[Source excerpt]:
╭──

I must do an application, that compares some very big csv
files, each one having 40,000 records. I have done an application, that works properly, but it spends a lot of time in doing that comparison, because the two files could be disordenated or have different records - for that I must iterate (40000^2)*2 times.
Here is my code:
if (nomFich.equals("CAR"))
{
while ((linea = br3.readLine()) != null)
{
array =linea.split(",");
spliteado = array[0]+array[1]+array[2]+array[8];
FileReader fh3 = new FileReader(cadena + lista2[0]);
BufferedReader bh3 = new BufferedReader(fh3);
find=0;
while (((linea2 = bh3.readLine()) != null))
{
array2 =linea2.split(",");
spliteado2 = array2[0]+array2[1]+array2[2]+array2[8];
if (spliteado.equals(spliteado2))
{
find =1;
}
}
if (find==0)
{
bw3.write("+++++++++++++++++++++++++++++++++++++++++++");
bw3.newLine();
bw3.write("Se han incorporado los siguientes CGI en la nueva lista");
bw3.newLine();
bw3.write(linea);
bw3.newLine();
aparece=1;
}
bh3.close();
}
I think that using a Set
in Java is a good option, like the following post suggests:
Comparing two csv files in Java
But before I try it this way, I would like to know, if there are any better options.
Thanks for all.

╰──

[Supplied data]:
╭──

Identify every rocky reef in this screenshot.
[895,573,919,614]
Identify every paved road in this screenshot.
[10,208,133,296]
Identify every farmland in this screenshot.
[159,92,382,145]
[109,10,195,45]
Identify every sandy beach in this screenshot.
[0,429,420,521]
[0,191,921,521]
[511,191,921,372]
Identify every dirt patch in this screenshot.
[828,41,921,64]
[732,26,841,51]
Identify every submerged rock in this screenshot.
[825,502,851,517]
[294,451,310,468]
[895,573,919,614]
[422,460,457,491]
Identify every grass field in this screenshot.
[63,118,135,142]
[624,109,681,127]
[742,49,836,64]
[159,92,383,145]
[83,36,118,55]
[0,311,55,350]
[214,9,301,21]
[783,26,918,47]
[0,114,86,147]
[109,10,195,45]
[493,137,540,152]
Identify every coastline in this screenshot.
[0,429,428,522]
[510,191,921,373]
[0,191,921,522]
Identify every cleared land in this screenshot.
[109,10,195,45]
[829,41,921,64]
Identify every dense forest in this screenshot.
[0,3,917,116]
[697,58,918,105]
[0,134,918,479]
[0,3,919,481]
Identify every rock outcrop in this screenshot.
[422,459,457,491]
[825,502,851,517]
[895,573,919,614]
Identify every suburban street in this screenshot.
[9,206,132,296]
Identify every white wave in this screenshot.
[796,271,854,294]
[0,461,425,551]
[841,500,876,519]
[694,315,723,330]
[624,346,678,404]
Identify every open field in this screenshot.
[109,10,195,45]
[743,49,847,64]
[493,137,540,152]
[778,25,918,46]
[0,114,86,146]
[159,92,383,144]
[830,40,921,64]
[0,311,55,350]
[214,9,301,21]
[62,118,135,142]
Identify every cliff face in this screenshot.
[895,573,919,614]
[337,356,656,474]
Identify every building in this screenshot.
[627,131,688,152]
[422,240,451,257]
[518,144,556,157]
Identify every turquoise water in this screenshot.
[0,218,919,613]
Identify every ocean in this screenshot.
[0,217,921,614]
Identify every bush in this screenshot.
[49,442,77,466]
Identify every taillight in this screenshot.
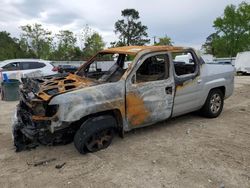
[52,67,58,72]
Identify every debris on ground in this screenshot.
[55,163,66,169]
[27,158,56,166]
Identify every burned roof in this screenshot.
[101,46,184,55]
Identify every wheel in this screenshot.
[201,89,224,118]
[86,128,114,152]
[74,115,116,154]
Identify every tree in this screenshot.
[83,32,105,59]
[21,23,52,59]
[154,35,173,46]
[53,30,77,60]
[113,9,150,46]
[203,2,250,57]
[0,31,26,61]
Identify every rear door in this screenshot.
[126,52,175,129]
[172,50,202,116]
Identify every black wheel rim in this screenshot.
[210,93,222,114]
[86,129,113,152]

╰──
╭──

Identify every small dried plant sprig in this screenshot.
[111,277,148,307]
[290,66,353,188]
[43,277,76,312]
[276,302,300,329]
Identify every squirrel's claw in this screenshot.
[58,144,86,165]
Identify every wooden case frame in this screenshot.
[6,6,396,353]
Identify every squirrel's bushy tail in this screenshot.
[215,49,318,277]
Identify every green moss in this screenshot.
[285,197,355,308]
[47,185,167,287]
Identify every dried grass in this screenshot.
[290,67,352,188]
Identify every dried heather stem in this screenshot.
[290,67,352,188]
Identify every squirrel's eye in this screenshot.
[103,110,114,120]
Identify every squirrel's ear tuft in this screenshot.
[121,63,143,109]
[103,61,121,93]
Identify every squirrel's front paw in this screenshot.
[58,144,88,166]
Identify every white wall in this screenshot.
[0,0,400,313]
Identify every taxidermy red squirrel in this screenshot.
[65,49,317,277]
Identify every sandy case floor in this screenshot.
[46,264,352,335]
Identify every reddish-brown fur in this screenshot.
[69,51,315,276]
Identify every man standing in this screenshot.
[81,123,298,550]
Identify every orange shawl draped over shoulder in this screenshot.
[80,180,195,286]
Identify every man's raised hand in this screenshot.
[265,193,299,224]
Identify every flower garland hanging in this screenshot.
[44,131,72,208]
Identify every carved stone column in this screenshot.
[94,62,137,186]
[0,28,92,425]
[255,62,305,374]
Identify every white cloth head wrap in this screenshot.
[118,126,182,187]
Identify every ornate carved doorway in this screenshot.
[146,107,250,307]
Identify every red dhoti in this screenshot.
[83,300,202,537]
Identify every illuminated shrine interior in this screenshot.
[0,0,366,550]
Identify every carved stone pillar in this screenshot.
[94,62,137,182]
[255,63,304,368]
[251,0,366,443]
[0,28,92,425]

╰──

[Instructions]:
- a) Decide whether each statement agrees with the CSV comparison post above: (i) each of the csv files has 40,000 records; (ii) the existing application gives incorrect results; (iii) the author considers a Set in Java a good option. Answer yes or no for each, quoting the deciding words of the post.
- b) According to the CSV comparison post, how many times must the author iterate?

[Results in order]:
- a)
(i) Yes: "each one having 40,000 records"
(ii) No: "I have done an application, that works properly"
(iii) Yes: "I think that using a Set"

- b) (40000^2)*2 times.